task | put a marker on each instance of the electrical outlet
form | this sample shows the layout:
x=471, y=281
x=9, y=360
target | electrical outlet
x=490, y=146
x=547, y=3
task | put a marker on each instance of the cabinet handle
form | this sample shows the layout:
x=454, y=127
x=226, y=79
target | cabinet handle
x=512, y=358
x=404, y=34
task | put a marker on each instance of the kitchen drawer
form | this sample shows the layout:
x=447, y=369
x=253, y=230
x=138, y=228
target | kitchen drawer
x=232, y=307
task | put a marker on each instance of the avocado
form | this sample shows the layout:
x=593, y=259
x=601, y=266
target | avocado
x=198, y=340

--

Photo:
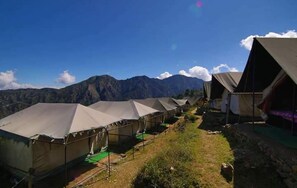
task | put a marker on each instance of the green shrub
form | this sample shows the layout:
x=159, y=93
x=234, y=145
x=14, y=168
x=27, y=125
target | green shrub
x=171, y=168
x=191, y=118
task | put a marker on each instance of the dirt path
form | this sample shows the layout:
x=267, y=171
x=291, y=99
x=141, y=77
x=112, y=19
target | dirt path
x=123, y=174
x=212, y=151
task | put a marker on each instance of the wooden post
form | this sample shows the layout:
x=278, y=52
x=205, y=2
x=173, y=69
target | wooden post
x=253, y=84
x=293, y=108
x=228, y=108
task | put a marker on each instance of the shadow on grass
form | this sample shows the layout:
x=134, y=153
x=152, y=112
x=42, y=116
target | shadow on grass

...

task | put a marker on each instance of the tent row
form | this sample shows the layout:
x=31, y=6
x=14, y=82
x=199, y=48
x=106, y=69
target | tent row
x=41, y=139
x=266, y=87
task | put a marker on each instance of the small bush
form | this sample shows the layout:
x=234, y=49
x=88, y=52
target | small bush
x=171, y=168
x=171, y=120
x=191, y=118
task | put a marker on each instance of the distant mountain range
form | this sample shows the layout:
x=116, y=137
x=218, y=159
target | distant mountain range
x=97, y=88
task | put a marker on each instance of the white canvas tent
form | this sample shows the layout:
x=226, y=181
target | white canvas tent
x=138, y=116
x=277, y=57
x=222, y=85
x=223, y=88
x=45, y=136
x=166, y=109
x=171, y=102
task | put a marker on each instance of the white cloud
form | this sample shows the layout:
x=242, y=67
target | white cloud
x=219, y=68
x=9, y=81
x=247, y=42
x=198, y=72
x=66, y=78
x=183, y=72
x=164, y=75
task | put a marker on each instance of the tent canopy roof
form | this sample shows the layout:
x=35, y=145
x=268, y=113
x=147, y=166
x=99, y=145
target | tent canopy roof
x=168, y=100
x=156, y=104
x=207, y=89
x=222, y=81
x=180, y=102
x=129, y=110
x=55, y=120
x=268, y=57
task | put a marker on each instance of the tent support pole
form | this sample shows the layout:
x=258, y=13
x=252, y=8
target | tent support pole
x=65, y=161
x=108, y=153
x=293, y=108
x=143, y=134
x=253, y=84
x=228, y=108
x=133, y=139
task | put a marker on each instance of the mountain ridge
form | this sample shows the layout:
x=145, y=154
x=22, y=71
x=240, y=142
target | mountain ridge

SET PROBLEM
Update the material between the lines holding "task | put a marker on each instance of the electrical" and "x=404, y=34", inclusive, by replacing "cabinet handle" with "drawer pull" and leaving everything else unchanged. Return only those lines.

OUTPUT BELOW
task | put a marker on each instance of the electrical outlet
form | this sample shows the layout:
x=471, y=281
x=9, y=360
target | electrical outlet
x=490, y=146
x=547, y=3
task | put a marker on each instance of the drawer pull
form | this sample shows the layout:
x=454, y=127
x=226, y=79
target | drawer pull
x=512, y=358
x=404, y=34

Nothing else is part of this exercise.